確認用本文:
::::
11.2. 新しいユーザー証明書を要求し、クライアントにエクスポート

Identity Management (IdM) 管理者は、IdM 環境でユーザーの証明書を作成し、作成した証明書を、ユーザーの証明書認証を有効にする IdM クライアントにエクスポートできます。

注記

証明書を使用して認証するユーザーがすでに証明書を持っている場合は、この手順を実行する必要はありません。

手順

  1. 必要に応じて、新しいディレクトリー (例: ~/certdb/) を作成し、証明書の一時データベースを作成します。要求されたら、NSS 証明書の DB パスワードを作成し、後続の手順で生成される証明書への鍵を暗号化します。

    # mkdir ~/certdb/
    # certutil -N -d ~/certdb/
    Enter a password which will be used to encrypt your keys.
    The password should be at least 8 characters long,
    and should contain at least one non-alphabetic character.
    
    Enter new password:
    Re-enter password:
  2. 証明書署名要求 (CSR) を作成し、その出力をファイルにリダイレクトします。たとえば、IDM.EXAMPLE.COM レルムの idm_user ユーザーの 4096 ビット証明書に対して、certificate_request.csr という名前の CSR を作成する場合は、判別を簡単にするために、証明書の秘密鍵のニックネームを idm_user に設定し、発行先を CN=idm_user,O=IDM.EXAMPLE.COM に設定します。

    # certutil -R -d ~/certdb/ -a -g 4096 -n idm_user -s "CN=idm_user,O=IDM.EXAMPLE.COM" > certificate_request.csr
  3. プロンプトが表示されたら、certutil を使用して一時データベースを作成したときに入力したパスワードを入力します。その後、止めるように言われるまで、ランダムにタイピングし続けます。

    Enter Password or Pin for "NSS Certificate DB":
    
    A random seed must be generated that will be used in the
    creation of your key.  One of the easiest ways to create a
    random seed is to use the timing of keystrokes on a keyboard.
    
    To begin, type keys on the keyboard until this progress meter
    is full.  DO NOT USE THE AUTOREPEAT FUNCTION ON YOUR KEYBOARD!
    
    
    Continue typing until the progress meter is full:
  4. 証明書要求ファイルをサーバーに送信します。新しく発行した証明書に関連付ける Kerberos プリンシパルと、証明書を保存する出力ファイルを指定し、必要に応じて証明書のプロファイルを指定します。たとえば、IECUserRoles プロファイル (idm_user@IDM.EXAMPLE.COM プリンシパルに追加したユーザーロール拡張を持つプロファイル) の証明書を取得して、それを ~/idm_user.pem ファイルに保存する場合は、次のコマンドを実行します。
::::
資料:
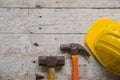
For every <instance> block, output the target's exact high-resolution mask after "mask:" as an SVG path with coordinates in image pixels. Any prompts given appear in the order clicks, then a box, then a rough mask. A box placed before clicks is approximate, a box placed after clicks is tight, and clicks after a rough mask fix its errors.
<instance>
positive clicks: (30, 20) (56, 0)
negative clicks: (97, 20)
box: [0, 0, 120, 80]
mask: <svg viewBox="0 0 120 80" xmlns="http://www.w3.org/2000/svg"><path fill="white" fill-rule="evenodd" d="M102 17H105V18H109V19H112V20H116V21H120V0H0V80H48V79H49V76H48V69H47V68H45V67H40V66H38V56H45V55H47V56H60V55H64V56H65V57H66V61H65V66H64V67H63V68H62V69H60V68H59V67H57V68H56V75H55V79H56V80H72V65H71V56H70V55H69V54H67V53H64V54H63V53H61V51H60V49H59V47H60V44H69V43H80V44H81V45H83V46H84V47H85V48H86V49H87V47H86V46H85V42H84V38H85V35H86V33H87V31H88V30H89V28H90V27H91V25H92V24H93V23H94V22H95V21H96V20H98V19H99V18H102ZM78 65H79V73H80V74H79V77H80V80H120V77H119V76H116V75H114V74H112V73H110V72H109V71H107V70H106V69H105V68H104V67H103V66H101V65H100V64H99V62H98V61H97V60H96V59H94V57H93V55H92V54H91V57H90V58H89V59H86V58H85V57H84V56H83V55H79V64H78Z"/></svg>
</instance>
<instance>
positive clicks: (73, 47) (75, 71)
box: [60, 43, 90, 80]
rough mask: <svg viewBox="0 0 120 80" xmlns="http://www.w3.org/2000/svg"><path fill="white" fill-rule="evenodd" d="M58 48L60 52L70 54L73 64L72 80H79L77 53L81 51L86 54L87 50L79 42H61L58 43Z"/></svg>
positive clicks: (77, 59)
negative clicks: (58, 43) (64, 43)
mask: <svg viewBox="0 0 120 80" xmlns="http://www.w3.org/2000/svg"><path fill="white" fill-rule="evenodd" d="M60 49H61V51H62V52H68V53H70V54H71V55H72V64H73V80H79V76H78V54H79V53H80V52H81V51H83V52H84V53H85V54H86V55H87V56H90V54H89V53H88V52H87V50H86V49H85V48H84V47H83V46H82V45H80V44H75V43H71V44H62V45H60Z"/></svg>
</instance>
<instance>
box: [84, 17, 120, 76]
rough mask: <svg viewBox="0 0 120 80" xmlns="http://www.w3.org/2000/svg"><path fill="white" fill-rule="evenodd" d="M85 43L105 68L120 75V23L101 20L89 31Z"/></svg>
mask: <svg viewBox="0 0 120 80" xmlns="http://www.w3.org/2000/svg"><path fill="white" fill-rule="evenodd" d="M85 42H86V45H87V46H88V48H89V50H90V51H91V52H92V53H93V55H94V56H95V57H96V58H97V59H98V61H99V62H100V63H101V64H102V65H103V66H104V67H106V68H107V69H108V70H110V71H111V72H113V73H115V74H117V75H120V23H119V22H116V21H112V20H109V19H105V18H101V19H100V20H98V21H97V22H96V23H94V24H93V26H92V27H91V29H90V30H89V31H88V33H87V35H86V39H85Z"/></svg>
::::
課題:
1) ユーザー証明書の手順書から、「The password should」を含む箇所で書き始め、「に設定し、発行先を CN=idm_user,O=IDM.EXAMPLE.COM に設定します。」の後で止めて、その範囲を手を加えずに書き出すこと。
2) ユーザー証明書の手順書で、certificate_request.csr を作成する certutil コマンドに指定されているオプションをすべて挙げること。
3) ユーザー証明書の手順書の最後の文の後から、続く部分を書き進めること。

解答一覧:
1)
The password should be at least 8 characters long,
    and should contain at least one non-alphabetic character.
    
    Enter new password:
    Re-enter password:
  2. 証明書署名要求 (CSR) を作成し、その出力をファイルにリダイレクトします。たとえば、IDM.EXAMPLE.COM レルムの idm_user ユーザーの 4096 ビット証明書に対して、certificate_request.csr という名前の CSR を作成する場合は、判別を簡単にするために、証明書の秘密鍵のニックネームを idm_user に設定し、発行先を CN=idm_user,O=IDM.EXAMPLE.COM に設定します。

2) -R、-d、-a、-g、-n、-s

3)
    # ipa cert-request certificate_request.csr --principal=idm_user@IDM.EXAMPLE.COM --profile-id=IECUserRoles --certificate-out=~/idm_user.pem
  5. 証明書を NSS データベースに追加します。証明書が NSS データベースの秘密鍵に一致するように、CSR を作成する際に使用したニックネームを設定するには、-n オプションを使用します。-t オプションは信頼レベルを設定します。詳細は、certutil(1) man ページを参照してください。-i オプションは、入力証明書ファイルを指定します。たとえば、idm_user ニックネームを持つ証明書を NSS データベースに追加するには、次のコマンドを実行します。証明書は、~/certdb/ データベースの ~/idm_user.pem ファイルに保存されます。

    # certutil -A -d ~/certdb/ -n idm_user -t "P,," -i ~/idm_user.pem
  6. NSS データベースの鍵で、ニックネームが (orphan) と表示されていないことを確認します。たとえば、~/certdb/ データベースに保存されている証明書で、対応する鍵が存在することを確認するには、以下のコマンドを実行します。

    # certutil -K -d ~/certdb/
    < 0> rsa      5ad14d41463b87a095b1896cf0068ccc467df395   NSS Certificate DB:idm_user
  7. 証明書を、NSS データベースから PKCS12 形式にエクスポートするには、pk12util コマンドを使用します。たとえば、NSS データベース /root/certdb から ~/idm_user.p12 ファイルへ、idm_user ニックネームを持つ証明書をエクスポートする場合は、次のコマンドを実行します。

    # pk12util -d ~/certdb -o ~/idm_user.p12 -n idm_user
    Enter Password or Pin for "NSS Certificate DB":
    Enter password for PKCS12 file:
    Re-enter password:
    pk12util: PKCS12 EXPORT SUCCESSFUL
  8. idm_user の証明書認証を有効にするホストに、証明書を転送します。

    # scp ~/idm_user.p12 idm_user@client.idm.example.com:/home/idm_user/
  9. セキュリティー上の理由から、証明書が転送されたホストの、.pkcs12 ファイルが格納されているディレクトリーに、other グループがアクセスできないようにします。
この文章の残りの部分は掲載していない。